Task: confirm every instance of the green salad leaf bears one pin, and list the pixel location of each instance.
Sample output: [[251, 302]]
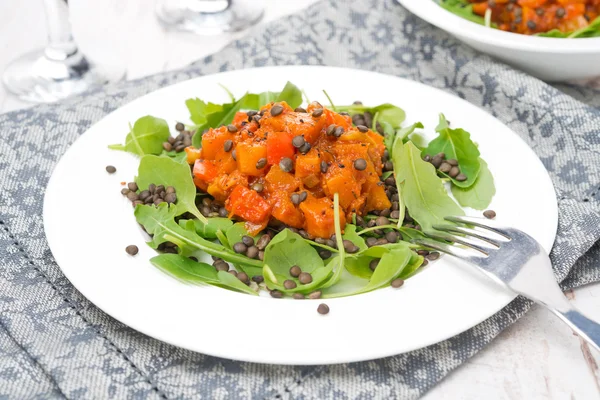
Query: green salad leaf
[[351, 235], [184, 269], [422, 190], [210, 115], [145, 137], [160, 222], [463, 9], [456, 144], [479, 196], [208, 229], [189, 271], [284, 251], [233, 235], [168, 172], [592, 30]]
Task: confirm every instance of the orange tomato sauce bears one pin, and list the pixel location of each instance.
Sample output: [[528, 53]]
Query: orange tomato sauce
[[233, 171], [537, 16]]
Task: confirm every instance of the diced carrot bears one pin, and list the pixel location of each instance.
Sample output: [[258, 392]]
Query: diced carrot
[[192, 154], [276, 180], [319, 217], [308, 164], [213, 140], [247, 155], [285, 211]]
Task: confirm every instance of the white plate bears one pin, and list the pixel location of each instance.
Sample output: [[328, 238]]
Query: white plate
[[550, 59], [88, 237]]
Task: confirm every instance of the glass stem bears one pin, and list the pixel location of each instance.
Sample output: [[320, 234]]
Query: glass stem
[[60, 38]]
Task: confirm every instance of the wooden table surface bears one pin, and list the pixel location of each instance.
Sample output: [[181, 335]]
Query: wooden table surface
[[536, 358]]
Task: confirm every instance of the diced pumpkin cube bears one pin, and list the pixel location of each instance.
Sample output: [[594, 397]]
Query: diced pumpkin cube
[[279, 145], [319, 217], [192, 154], [213, 140], [376, 197], [247, 155], [308, 164], [248, 204], [205, 170], [340, 181], [285, 211], [276, 180]]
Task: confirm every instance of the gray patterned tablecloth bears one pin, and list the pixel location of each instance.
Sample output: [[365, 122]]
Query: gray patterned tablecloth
[[54, 343]]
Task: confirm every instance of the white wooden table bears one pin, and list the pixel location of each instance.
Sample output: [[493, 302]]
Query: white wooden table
[[536, 358]]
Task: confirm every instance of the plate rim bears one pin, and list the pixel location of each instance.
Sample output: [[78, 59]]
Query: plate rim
[[431, 12], [266, 360]]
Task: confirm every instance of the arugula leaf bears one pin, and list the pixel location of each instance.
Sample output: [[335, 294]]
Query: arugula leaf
[[457, 144], [199, 110], [210, 115], [351, 235], [463, 9], [591, 30], [479, 196], [412, 267], [385, 113], [235, 232], [233, 235], [189, 271], [145, 137], [209, 229], [285, 250], [160, 222], [231, 282], [391, 265], [400, 135], [341, 256], [168, 172], [184, 269], [422, 191]]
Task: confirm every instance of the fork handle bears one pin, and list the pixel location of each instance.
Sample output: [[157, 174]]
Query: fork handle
[[586, 328]]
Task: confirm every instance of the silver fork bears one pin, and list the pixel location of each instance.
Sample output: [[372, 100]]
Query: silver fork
[[514, 260]]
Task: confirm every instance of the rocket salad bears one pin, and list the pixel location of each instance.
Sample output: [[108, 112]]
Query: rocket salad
[[302, 201], [550, 18]]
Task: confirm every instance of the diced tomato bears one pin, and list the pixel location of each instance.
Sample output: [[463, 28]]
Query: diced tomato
[[192, 154], [248, 204]]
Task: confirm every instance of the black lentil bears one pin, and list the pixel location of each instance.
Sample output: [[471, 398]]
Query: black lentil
[[396, 283], [489, 214], [286, 164], [289, 284], [240, 248], [298, 141], [295, 271], [360, 164], [323, 309], [132, 249], [276, 110]]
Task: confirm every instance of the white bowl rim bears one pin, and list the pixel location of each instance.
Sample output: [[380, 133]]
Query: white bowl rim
[[433, 13]]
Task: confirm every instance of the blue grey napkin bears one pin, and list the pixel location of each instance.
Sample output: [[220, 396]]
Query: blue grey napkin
[[54, 343]]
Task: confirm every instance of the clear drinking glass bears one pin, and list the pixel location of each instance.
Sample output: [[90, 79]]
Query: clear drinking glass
[[59, 70], [209, 16]]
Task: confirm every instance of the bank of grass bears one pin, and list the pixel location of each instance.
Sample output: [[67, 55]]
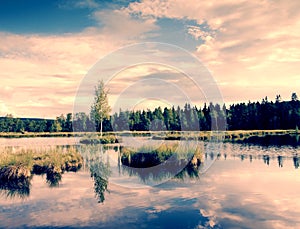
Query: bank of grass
[[229, 136], [115, 137], [147, 156], [96, 139], [20, 164]]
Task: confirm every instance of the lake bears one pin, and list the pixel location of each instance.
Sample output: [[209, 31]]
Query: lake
[[236, 186]]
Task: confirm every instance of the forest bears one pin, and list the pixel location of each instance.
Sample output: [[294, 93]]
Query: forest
[[264, 115]]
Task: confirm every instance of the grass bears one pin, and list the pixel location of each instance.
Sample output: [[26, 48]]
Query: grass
[[19, 165], [229, 136], [147, 156], [96, 139]]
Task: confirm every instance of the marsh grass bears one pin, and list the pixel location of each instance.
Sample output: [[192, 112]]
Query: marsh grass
[[18, 165], [96, 139], [149, 156], [226, 136]]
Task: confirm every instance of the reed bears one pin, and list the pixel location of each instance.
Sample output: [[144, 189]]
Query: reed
[[21, 164]]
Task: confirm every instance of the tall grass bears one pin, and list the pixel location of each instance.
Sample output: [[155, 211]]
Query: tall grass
[[18, 165]]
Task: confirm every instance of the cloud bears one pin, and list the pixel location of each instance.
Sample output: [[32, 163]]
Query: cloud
[[257, 41]]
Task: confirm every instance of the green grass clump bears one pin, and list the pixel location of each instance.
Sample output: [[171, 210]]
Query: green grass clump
[[96, 139], [20, 164]]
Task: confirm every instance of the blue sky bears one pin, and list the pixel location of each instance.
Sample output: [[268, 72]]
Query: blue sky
[[251, 48]]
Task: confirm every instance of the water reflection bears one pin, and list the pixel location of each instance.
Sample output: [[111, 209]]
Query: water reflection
[[243, 187], [274, 140]]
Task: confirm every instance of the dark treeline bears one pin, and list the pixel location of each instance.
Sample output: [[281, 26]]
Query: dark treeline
[[243, 116]]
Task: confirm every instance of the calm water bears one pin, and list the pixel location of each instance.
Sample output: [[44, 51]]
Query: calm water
[[238, 186]]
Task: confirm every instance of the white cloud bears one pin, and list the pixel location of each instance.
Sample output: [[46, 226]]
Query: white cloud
[[240, 39]]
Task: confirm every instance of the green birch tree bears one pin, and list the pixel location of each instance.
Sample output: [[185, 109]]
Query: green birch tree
[[100, 109]]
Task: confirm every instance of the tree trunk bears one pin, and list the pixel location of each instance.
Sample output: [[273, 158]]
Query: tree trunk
[[101, 128]]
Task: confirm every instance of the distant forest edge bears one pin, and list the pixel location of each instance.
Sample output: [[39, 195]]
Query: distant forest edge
[[264, 115]]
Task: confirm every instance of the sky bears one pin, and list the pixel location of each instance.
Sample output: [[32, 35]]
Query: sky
[[50, 51]]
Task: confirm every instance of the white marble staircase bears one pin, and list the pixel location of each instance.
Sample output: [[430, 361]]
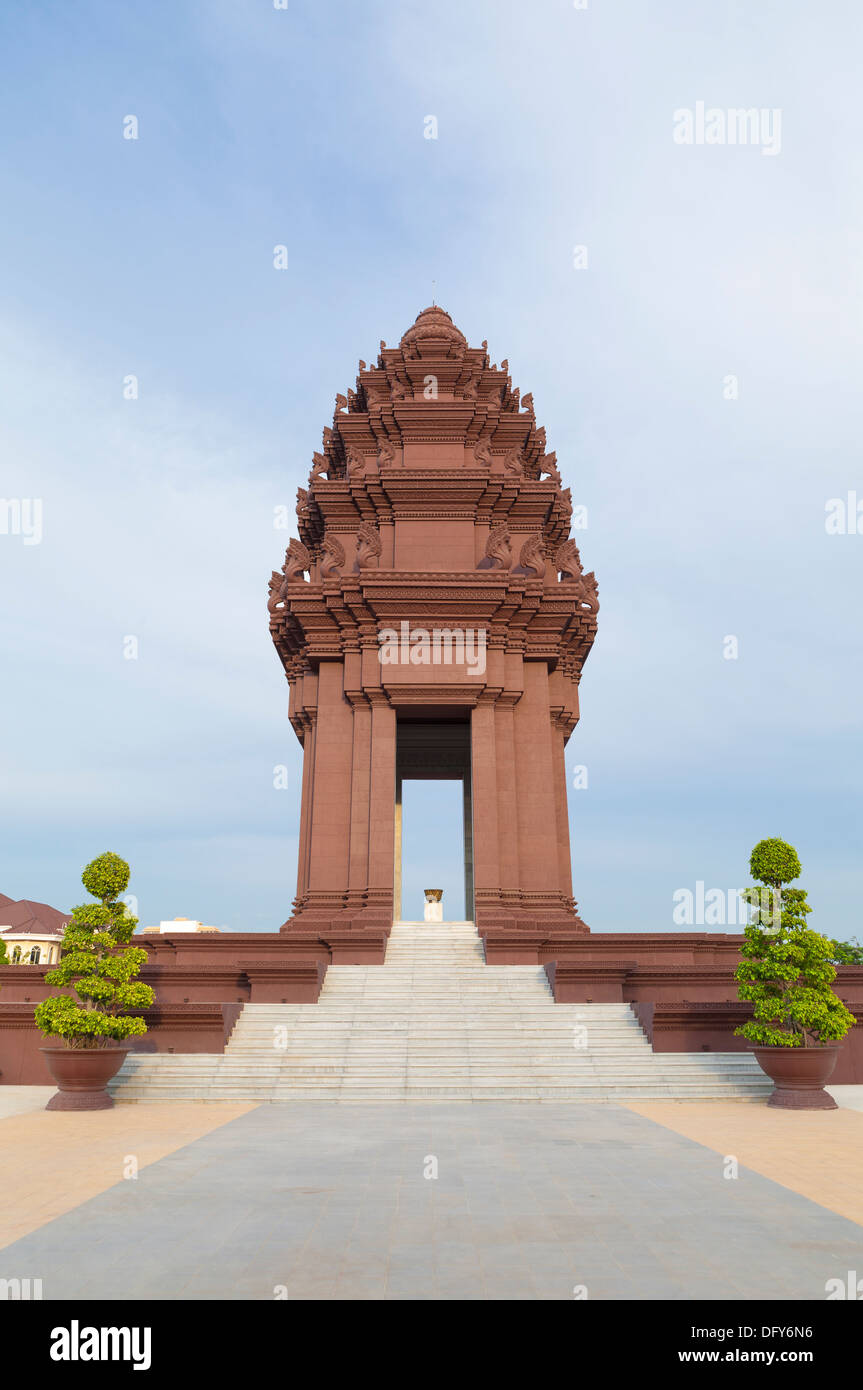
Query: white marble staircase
[[435, 1023]]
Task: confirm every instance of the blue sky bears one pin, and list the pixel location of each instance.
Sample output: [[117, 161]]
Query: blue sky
[[706, 516]]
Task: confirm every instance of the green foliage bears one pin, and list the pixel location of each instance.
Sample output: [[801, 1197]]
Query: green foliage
[[848, 952], [106, 877], [774, 862], [787, 968], [99, 965]]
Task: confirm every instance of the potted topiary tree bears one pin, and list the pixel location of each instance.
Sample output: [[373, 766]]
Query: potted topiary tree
[[100, 966], [787, 975]]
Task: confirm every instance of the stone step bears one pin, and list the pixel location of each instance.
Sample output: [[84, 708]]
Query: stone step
[[435, 1023]]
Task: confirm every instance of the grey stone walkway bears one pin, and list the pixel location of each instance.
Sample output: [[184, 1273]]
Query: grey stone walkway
[[530, 1201]]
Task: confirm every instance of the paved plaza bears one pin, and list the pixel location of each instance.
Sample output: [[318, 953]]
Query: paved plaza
[[481, 1201]]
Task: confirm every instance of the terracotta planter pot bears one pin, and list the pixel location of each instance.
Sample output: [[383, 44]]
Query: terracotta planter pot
[[799, 1075], [82, 1075]]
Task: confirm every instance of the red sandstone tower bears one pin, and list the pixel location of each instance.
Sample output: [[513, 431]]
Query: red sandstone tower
[[434, 516]]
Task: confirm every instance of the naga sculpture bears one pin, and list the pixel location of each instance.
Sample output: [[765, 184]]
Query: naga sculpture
[[368, 546], [499, 548]]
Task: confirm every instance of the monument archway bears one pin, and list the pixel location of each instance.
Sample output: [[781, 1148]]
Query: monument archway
[[435, 751], [434, 584]]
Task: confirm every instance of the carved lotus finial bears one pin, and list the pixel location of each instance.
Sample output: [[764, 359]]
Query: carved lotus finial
[[387, 453], [499, 548], [277, 591], [482, 453], [368, 546], [296, 559], [332, 558], [532, 555]]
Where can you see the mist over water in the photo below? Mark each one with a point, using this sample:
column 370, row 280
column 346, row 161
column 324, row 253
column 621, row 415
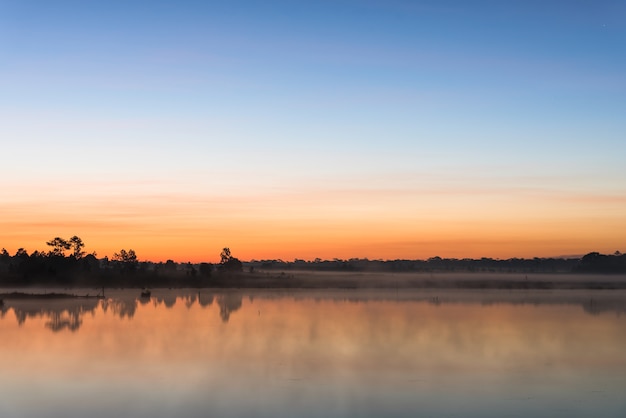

· · · · ·

Your instructions → Starting with the line that has "Task: confirm every instance of the wooden" and ending with the line that has "[[586, 328]]", turn only that stretch of the material into a numbered list with one line per item, skipping any blank lines.

Solution for this problem →
1. Task: confirm every instance of the wooden table surface bears one pin, and list the pixel location of each instance.
2. Sample output: [[181, 335]]
3. Query: wooden table surface
4. [[536, 358]]
5. Task: confirm every instance of the diced pumpkin cube bears one pin, and list the pixel location of each instance.
6. Sample output: [[594, 397]]
7. Query: diced pumpkin cube
8. [[279, 145], [319, 217], [192, 154], [213, 140], [376, 197], [247, 155], [308, 164], [248, 204], [205, 170], [340, 181], [285, 211], [276, 180]]
9. Task: confirm every instance of the gray patterned tablecloth bears one pin, and list the pixel location of each instance.
10. Sample output: [[365, 122]]
11. Query: gray patterned tablecloth
12. [[54, 343]]
13. Task: confirm every instance of the white wooden table bears one pin, and list the pixel location of each instance.
14. Sample output: [[493, 302]]
15. Query: white wooden table
16. [[536, 358]]
17. Task: confirm every instance of the plate rim bears one pin, and list the pixel location of each instance.
18. Sample output: [[78, 59]]
19. Query: plate rim
20. [[431, 12], [266, 360]]
21. Task: confirm every instance of the arugula leaf bears one pin, and list the pixel location of each instance.
22. Sample output: [[335, 294]]
23. Query: arugula leaf
24. [[457, 144], [199, 110], [210, 115], [351, 235], [463, 9], [591, 30], [479, 196], [412, 267], [385, 113], [235, 232], [233, 235], [189, 271], [145, 137], [209, 229], [285, 250], [160, 222], [231, 282], [391, 265], [400, 135], [341, 256], [168, 172], [184, 269], [422, 191]]
25. Task: confirm every instance of the fork handle bears one pin, and list the pixel location of each instance.
26. Sample output: [[157, 174]]
27. Query: fork handle
28. [[586, 328]]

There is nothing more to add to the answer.